[Data for processing Boundary: Start]

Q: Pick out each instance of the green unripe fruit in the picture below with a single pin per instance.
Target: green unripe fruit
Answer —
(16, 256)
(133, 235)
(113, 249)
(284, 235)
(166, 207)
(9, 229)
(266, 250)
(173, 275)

[Data for processing Boundary: End]

▸ **Work required**:
Give the entries again exactly as they stand.

▸ **Output of the exercise**:
Q: Pick out each instance of the green unripe fruit in the picture below with a single pin per instance.
Target: green unripe fruit
Answer —
(16, 256)
(133, 235)
(113, 249)
(284, 235)
(166, 207)
(9, 229)
(266, 250)
(173, 275)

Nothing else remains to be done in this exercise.